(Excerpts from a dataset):
######

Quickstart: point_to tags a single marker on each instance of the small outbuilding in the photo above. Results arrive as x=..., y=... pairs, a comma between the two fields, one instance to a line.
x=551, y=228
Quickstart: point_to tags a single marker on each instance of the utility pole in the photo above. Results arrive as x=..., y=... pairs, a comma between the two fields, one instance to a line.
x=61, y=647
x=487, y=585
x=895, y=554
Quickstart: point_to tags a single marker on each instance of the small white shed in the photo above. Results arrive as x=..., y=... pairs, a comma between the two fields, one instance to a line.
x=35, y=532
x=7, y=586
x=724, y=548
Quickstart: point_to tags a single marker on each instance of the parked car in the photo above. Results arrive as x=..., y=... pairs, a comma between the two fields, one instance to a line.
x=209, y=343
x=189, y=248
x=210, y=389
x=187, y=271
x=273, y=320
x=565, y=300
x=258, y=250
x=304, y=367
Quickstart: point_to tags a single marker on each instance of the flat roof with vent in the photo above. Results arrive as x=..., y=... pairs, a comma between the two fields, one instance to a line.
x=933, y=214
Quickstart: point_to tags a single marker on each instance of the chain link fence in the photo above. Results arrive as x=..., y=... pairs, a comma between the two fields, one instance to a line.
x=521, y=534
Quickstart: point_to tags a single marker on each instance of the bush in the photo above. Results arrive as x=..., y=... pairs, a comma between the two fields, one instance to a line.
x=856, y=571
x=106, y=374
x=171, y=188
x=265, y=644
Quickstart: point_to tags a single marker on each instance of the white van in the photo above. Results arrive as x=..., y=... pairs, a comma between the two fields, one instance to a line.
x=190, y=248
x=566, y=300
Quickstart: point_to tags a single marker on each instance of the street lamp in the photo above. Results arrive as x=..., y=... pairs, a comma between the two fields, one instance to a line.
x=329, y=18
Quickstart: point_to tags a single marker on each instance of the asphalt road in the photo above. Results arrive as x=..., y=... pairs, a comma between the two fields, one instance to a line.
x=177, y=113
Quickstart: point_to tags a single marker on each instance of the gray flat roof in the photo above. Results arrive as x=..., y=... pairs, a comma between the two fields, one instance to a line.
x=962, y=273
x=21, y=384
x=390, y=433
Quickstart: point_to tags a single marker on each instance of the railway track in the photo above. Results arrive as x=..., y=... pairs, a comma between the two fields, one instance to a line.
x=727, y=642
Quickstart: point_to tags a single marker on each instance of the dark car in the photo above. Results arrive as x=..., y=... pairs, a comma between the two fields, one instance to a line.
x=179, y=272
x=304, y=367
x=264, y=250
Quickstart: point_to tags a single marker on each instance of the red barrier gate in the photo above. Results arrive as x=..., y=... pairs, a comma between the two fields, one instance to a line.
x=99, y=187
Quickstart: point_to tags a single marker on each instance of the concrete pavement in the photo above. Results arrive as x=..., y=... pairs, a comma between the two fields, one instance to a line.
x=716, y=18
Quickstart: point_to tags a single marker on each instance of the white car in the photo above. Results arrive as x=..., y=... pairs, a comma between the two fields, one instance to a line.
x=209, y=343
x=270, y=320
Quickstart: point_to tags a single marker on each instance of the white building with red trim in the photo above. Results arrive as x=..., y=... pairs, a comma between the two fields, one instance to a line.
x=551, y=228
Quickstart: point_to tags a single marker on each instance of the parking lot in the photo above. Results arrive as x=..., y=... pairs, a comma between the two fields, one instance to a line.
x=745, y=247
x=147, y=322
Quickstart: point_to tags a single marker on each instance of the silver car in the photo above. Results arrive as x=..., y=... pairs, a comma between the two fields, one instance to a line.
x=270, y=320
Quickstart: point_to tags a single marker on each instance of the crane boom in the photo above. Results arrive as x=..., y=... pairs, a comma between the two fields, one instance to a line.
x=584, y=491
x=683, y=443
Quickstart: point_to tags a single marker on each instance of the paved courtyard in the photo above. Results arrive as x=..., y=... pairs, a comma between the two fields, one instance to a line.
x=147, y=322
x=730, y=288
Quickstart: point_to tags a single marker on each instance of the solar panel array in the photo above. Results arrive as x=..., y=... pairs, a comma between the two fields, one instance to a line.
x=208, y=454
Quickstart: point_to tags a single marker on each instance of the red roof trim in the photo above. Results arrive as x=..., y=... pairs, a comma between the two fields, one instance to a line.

######

(WORK INSTRUCTION):
Write out exactly the lines that begin at the one containing "of the parking" and continue through the last line of the data, and only those.

(RESULT OF THE EXERCISE):
Quickstart: point_to tags a single marker on each instance of the parking lot in the photo above. Results arrive as x=..., y=... pairs, a comma between the two fields, one instance to a line.
x=745, y=247
x=147, y=322
Quickstart: point_to tags a single marker on each instance of the silver car in the photo above. Results arrive as x=..., y=... pairs, a comma between the two fields, one instance to a line.
x=270, y=320
Quickstart: point_to tags a single marker on each instance of the crane boom in the photo above. Results arrive as x=..., y=... pairs, a comma between the two fields, one instance to a line.
x=584, y=491
x=683, y=443
Quickstart: point_to tags a single marker on each instance of the paved courtyard in the photo above. Results arrive as x=..., y=... pairs, a comma between the two fields, one instance to a line.
x=147, y=322
x=730, y=288
Quickstart: point_to tags a single marker on each instance of the solar panel array in the photo above. Results arrive as x=..., y=... pairs, a comma between the two fields, one instance to a line.
x=208, y=454
Quickstart: point_to tags a single marker on each instance of the red roof trim in the photo above. Results arrive as x=..., y=... pairs, a comma between the two fields, one instance to a line.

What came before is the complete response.